* _Selection_
The Greeks named “the atom” as that which cannot be divided further.  It is the smallest particle.  Democritus, Leucippus, and Epicurius proposed that dividing matter into ever smaller particles leads to particles that cannot be divided further, “the atom.”  The ancient Greek word, atom, means uncuttable.  But they were wrong! Ernest Rutherford came up with the idea of what an atom is made of and is what is now considered the Rutherford atomic model.  It is a dense central nucleus of protons and neutrons surrounded by a cloud of electrons that orbit around the nucleus. A lot of empty space exists beween the electron cloud and the nucleus. If you place a football at the 50-yard line representing the nucleus, the electron cloud is at the goalposts with nothing in-between. Quantum tunneling is the phenomenon where particles can go right through solid barriers like ghosts go through walls. Could all that empty space allow that to happen? The knife to cut the atom turns out to be quite elaborate, the LHC (Large Hadron Collider). Near Geneva, in Switzerland, is the largest, most powerful particle accelerator ever built.  It is a circular tunnel, 100 meters underground, 27 km in circumference, that propels particles at near the speed of light in two beams going in opposite directions, and then the particles are made to smash into each other.  It turs out, atoms are divisible! These particles are pieces of the atom called Bosons, Hadrons, and Fermions.  To date, the count of these particles is 59.

All these particles have a variety of qualities, from electric charge, to spin, and mass. The Higgs Boson (also called “the God Particle”) is what gives everything mass, and is one of the more recent discoveries.

* _Brief 1_
Count the lines of the listing that contain the word "every", treating uppercase and lowercase as different, and give only the number.
The passage on atoms and the listing that follows have no connection to each other.

* _Records for this task_
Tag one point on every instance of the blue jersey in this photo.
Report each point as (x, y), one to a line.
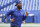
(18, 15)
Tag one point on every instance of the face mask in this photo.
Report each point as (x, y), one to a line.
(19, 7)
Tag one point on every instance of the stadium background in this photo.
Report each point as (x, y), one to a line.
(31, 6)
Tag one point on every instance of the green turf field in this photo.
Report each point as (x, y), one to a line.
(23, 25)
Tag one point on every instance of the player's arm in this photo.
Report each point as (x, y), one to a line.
--
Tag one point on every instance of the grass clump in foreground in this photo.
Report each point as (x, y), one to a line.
---
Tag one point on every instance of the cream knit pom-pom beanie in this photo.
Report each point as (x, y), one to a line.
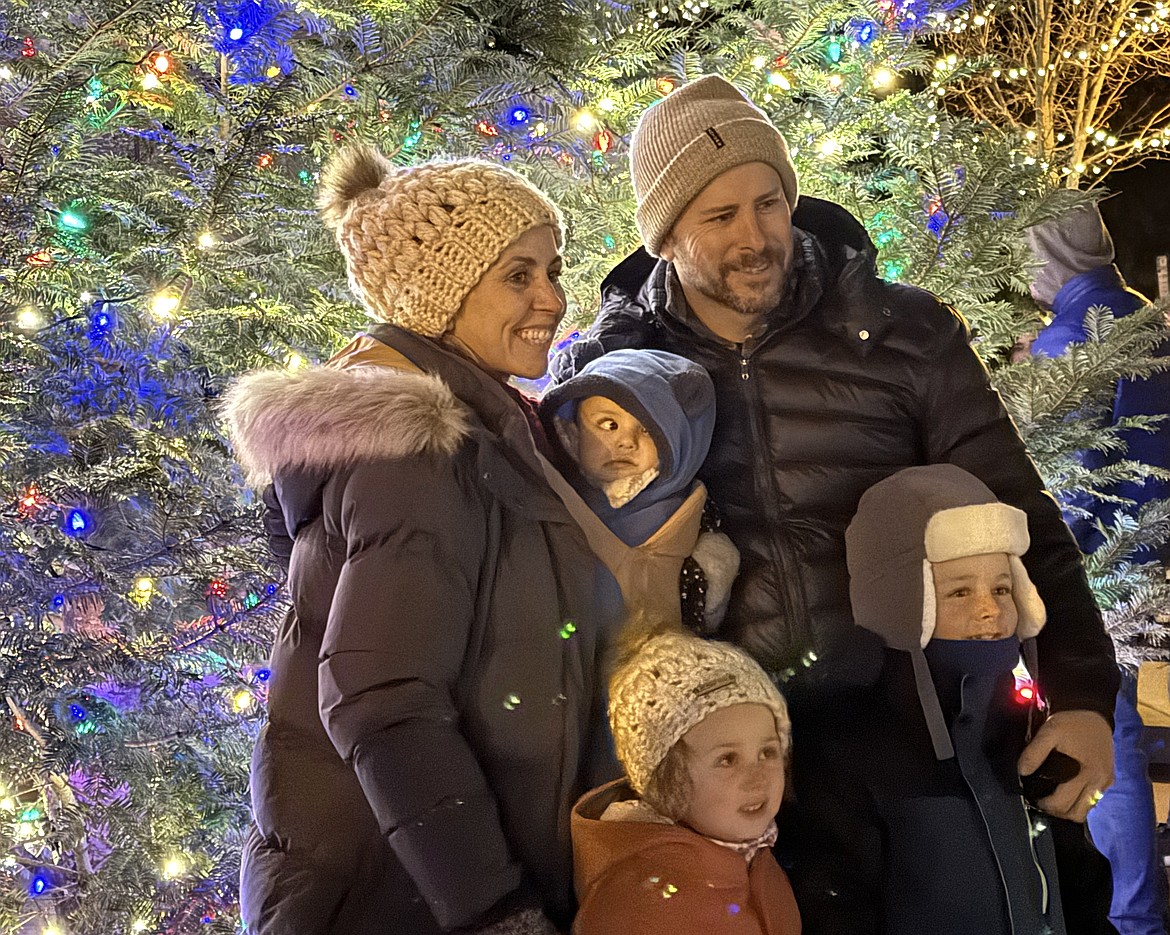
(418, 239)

* _Brief 2_
Which qualities of particles does the passage on atoms name?

* _Written answer 1_
7

* _Written answer 2_
Electric charge, spin, mass